Keywords

1 Introduction

Rapid urbanisation and industrialisation have influenced the excessive waste generation all over the world in the past few decades. The water quality of surface and groundwater bodies have been adversely affected by the contamination causing due to industrial waste. These wastewaters have the potential of creating a high impact on the environment when proper treatment and management methods are not practised.

Wastewater generated from service stations contains several categories of pollutants such as detergents, oil and grease, gasoline residue, organic materials, heavy metals, acids and suspended solids which may cause severe health risks and environmental impacts [3, 6]. Several methods such as dissolved air floatation, ultrafiltration, constructed wetland and chemical treatment have been practised to treat service station effluent, and most of these methods have been reported complex, less economical, consuming larger footprint and less efficient [6, 10]. Most of the literature suggests the electrochemical treatment as a promising alternative for wastewater treatment due to its environmental compatibility, versatility, energy efficiency and cost-effectiveness.

Electrochemical water treatment consists of two main mechanisms, i.e. electrocoagulation (EC) and electrochemical oxidation (EO). An electrochemical reactor is a simple arrangement of two electrodes named anode and cathode and a current supply. EC process can be explained as the electro-dissolution of the anode, creating metallic hydroxide flocs that agglomerate within the medium to be treated [8]. The formed flocs can be removed by either sedimentation or floatation. In the EO process, either pollutant are oxidised by diffusing to the anode surface or by an oxidant generated at the anode surface [1]. Usually, aluminium, iron and stainless steel are used as sacrificial electrodes in EC processes (Kuokkanen et al. 2013) while materials such as graphite, lead dioxide, and boron-doped diamond are used for EO processes [2, 4, 7].

The majority of the previous studies on service station wastewater treatment have been incorporated with the EC process. Harinarayanan Nampoothiri et al. [5] developed a reactor setup with five parallel anodes and five parallel cathodes for the EC process. The materials used for the reactor were mild steel and aluminium, which resulted in 89 and 80.05% oil removal efficiency. A significant observation of the mentioned study was the simultaneous decrease of the chemical oxygen demand (COD) along with oil removal. In most of the studies, the EC process was focused on removing oils and COD in service station wastewater but lacked in studies related to simultaneous EC and EO processes. The focus of this research was to develop an efficient and economical reactor to remove oil and grease (O&G), total suspended solids (TSS) and COD in service station effluent.

__Aim 1__:
Write out the lines of the listing from its first line through the line containing "point(32, 58)", both included, and nothing else.
The listing has nothing to do with the text on service station wastewater treatment.

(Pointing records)

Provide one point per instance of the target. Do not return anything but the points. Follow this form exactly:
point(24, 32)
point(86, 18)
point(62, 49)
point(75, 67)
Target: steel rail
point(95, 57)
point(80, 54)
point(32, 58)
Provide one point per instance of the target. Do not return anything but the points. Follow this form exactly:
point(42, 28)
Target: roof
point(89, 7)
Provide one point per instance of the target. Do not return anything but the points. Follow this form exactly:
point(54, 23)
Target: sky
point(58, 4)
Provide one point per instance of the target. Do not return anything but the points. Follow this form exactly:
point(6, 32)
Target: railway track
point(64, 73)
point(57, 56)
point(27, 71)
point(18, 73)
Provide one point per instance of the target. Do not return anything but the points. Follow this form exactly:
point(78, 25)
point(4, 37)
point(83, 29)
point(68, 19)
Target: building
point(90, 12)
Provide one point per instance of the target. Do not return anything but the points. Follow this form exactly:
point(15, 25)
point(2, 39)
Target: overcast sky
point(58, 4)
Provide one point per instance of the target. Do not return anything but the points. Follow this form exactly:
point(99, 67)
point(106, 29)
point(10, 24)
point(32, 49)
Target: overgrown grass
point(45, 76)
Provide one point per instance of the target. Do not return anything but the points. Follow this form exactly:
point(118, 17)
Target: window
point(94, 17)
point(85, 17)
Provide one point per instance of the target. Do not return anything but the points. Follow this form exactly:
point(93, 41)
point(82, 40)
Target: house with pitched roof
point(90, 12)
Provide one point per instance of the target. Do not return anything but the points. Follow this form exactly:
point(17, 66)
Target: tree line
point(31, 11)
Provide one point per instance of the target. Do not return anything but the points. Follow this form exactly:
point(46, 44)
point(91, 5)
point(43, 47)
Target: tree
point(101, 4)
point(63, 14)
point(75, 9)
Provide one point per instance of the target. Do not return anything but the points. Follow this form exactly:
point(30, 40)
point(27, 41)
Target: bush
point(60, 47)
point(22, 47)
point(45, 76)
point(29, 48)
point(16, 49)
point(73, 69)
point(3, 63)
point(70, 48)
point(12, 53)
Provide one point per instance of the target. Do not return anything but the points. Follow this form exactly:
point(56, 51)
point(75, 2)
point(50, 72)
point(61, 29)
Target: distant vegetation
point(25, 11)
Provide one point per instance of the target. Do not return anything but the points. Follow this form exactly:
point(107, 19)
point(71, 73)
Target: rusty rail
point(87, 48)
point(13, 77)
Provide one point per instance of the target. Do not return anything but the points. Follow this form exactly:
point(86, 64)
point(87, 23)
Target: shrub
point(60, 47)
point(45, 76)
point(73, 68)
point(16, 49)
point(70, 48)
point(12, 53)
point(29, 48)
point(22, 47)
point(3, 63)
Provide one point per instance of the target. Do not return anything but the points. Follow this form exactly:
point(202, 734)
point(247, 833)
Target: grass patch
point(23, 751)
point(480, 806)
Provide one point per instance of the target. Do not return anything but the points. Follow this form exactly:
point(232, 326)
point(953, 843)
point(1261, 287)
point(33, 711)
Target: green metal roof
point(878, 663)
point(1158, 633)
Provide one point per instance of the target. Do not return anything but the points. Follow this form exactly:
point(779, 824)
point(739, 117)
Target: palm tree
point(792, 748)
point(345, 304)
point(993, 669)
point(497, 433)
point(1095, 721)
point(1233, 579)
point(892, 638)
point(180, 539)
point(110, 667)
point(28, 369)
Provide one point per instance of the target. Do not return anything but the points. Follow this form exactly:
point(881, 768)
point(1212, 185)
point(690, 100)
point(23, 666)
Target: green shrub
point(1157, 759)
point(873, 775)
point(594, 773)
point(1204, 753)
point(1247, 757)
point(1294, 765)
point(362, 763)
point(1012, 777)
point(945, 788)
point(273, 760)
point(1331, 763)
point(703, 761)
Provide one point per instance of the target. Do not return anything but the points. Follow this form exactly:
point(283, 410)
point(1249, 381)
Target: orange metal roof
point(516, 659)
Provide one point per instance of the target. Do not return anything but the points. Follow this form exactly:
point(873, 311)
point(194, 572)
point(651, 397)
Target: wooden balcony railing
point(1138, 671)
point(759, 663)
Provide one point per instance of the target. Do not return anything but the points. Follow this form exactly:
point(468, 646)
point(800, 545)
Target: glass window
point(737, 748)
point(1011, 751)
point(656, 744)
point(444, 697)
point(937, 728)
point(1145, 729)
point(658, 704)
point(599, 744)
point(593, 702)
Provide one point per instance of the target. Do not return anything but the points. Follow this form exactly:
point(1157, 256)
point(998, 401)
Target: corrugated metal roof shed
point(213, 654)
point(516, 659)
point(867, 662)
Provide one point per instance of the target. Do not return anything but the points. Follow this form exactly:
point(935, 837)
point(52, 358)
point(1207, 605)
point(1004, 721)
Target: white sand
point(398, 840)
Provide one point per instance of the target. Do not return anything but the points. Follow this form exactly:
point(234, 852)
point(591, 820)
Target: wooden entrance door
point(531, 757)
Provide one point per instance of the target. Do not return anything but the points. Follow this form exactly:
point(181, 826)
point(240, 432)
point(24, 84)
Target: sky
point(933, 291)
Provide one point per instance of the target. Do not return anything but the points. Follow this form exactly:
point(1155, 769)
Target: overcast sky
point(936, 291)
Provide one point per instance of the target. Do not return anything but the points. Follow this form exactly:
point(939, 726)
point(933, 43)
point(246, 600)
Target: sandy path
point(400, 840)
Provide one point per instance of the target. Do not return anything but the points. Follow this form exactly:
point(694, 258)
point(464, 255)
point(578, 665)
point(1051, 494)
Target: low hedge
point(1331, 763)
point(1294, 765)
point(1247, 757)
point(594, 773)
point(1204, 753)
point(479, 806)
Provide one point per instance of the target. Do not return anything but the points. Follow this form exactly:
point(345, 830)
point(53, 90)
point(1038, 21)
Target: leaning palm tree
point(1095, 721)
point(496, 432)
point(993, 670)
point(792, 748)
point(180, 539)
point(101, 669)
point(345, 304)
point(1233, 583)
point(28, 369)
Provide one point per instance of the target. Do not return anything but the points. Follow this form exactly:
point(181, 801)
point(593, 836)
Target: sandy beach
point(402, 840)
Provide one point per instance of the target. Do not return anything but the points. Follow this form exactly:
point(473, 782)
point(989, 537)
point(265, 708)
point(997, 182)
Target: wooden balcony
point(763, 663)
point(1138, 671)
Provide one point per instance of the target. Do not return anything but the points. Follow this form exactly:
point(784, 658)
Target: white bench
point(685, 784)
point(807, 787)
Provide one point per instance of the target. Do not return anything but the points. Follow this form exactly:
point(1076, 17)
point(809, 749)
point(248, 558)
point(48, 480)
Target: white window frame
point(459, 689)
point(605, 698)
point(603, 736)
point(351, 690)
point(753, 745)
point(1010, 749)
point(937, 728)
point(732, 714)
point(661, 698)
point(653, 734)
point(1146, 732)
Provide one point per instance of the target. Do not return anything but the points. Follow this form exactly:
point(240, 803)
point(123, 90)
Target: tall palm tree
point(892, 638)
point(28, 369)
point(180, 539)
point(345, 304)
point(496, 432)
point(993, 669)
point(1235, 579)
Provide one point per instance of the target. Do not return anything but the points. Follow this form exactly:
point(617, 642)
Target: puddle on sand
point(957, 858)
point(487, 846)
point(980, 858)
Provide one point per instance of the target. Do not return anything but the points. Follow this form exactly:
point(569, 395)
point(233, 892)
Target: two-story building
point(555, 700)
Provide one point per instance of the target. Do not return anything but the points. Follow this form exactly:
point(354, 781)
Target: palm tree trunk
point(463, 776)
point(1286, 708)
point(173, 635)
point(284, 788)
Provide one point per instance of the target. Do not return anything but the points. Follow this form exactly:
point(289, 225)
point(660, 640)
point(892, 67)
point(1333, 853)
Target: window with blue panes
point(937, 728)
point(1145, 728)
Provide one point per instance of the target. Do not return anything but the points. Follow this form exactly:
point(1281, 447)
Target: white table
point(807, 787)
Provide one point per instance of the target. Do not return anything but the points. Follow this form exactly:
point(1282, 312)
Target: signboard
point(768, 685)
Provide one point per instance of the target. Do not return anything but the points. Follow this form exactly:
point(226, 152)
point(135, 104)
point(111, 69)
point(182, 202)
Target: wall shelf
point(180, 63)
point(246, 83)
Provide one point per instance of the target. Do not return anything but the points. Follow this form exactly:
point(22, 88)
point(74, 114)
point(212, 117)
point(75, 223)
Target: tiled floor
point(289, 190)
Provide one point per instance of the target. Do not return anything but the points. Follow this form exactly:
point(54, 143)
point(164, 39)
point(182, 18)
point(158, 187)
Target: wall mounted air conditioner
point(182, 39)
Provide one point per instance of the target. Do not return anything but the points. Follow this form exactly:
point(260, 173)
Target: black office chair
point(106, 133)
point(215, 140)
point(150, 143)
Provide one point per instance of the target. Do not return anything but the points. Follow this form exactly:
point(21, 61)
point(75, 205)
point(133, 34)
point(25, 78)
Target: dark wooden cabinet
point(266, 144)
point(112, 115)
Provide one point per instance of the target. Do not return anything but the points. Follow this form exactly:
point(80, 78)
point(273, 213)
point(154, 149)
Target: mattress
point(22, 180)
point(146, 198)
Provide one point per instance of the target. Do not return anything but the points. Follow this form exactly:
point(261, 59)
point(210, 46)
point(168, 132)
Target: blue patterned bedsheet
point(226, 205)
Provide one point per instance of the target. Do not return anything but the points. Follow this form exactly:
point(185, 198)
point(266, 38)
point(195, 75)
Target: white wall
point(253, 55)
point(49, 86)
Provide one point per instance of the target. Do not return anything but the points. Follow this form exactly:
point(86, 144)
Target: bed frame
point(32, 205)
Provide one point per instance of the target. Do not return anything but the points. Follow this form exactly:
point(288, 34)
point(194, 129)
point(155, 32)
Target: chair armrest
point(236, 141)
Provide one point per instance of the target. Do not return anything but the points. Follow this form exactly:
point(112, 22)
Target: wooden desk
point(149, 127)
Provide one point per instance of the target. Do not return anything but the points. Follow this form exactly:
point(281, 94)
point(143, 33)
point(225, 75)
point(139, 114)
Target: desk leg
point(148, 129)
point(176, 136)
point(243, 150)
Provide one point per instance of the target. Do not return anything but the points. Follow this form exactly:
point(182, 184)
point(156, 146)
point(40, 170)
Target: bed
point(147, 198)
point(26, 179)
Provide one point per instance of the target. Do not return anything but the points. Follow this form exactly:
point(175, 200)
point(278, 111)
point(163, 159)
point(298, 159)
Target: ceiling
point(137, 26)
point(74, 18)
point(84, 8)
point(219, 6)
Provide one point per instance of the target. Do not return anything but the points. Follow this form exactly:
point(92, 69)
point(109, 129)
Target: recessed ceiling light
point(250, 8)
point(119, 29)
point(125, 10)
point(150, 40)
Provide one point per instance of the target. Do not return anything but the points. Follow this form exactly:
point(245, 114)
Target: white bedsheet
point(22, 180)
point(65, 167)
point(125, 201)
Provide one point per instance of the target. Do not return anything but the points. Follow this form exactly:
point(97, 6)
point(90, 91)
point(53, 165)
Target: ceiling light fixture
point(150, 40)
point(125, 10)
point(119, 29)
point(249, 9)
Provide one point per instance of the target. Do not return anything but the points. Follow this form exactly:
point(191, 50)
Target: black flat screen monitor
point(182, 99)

__Aim 2__:
Continue the text on service station wastewater treatment from its last sentence.

__Exercise answer 1__:
Provide one point per instance of the target. Do not return anything but the points. Follow this form exactly:
point(24, 32)
point(86, 18)
point(62, 49)
point(75, 67)
Target: steel rail
point(95, 57)
point(80, 54)
point(32, 58)

__Exercise answer 2__:
2 Materials and Methods

2.1 Materials

In this study, aluminium (Al) plates with dimensions 50 mm × 30 mm × 1 mm were used as anodes for the EC process. Graphite rods extracted from size C alkaline batteries were used as the substrate material for anodes in the EO process. For the modification of graphite anodes, analytical grade copper sulphate and sulphuric acid and for the preparation of synthetic wastewater, distilled water, kerosene, sodium dodecyl sulphate (surfactant), analytical grade sodium chloride and grease were used. Analytical grade sodium hydroxide and sodium carbonate were used for cleaning of electrodes.

2.2 Modification of EO Anode

Initially, the graphite rods were cleaned by soaking in a 5% aqueous sodium hydroxide and 5% sodium carbonate. Subsequently, the rods were subjected to reverse current at a temperature of 70 °C to remove any impurity present on the surface. Treated graphite rods were electroplated using a 250 g/L CuSO4.5H2O and 50 g/L H2SO4 solution while using a copper electrode as the anode. A cathode current density of 25 mA/cm2 was provided for 1 h for the electroplating process while keeping 1 cm electrode distance. After that, the surface morphology of the modified and non-modified graphite electrodes were compared and analysed by scanning electron microscopy (SEM) and energy-dispersive x-ray spectroscopy (EDX) methods.

2.3 Preparation of Synthetic Wastewater

Synthetic service station wastewater was prepared using kerosine and distilled water. 50 mL of kerosene, 3 mL of sodium dodecyl sulphate and 3 g of grease were added to 1 L of distilled water which was then agitated at 300 rpm in a rotary shaker (GFL 3005 Analogue Orbital Shaker) for 15 min. Initial pH, TSS, COD and O&G were measured by portable pH meter (Sension + PH1), gravimetric determination using vacuum filtration (AMBL-105-D), dichromate COD method (HACH DR 900) and hexane gravimetry method respectively.

2.4 Experimentation

Initially, two separate reactors for EC and EO processes were tested for the removal of targeted pollutants. In the EC reactor, aluminium plates with the previously specified dimensions were used as both anode and cathode. Both modified and non-modified graphite anodes were tested for the comparison in the EO reactor while using an uncoated graphite rod as the cathode. For both EC and EO reactors, the reactor volume was 100 mL and all the experiments were carried out for 40 min reaction time at a current density of 30 mA/cm2.

In the combined EC and EO reactor, two anodes (i.e. Al plate and modified graphite rod) were used while a non-modified graphite rod was used as the cathode. Experiments in the combined reactor were carried out considering two parameters; reaction time and current density. Initially, the current density was kept at a constant value of 20 mA/cm2, and experiments were carried out for 30, 60, 90 and 120 min reaction times. In the second series of experiments, the reaction time was set to 60 min and carried out the reactions at different current densities of 5, 10, 15 and 20 mA/cm2. The reactor volume was 150 mL. Finally, the developed combined reactor was tested for actual service station wastewater samples.

For EO reactor and the combined reactor, 30 mg of NaCl was added to the electrolyte to support the oxidation process. A standard laboratory DC power supply (TENMA 72-10495, 0–30 V 5 A with twin outputs) was used to supply the required current. After all the reactions, final pH, TSS, COD and O&G were measured using the previously mentioned method in Sect. 2.3.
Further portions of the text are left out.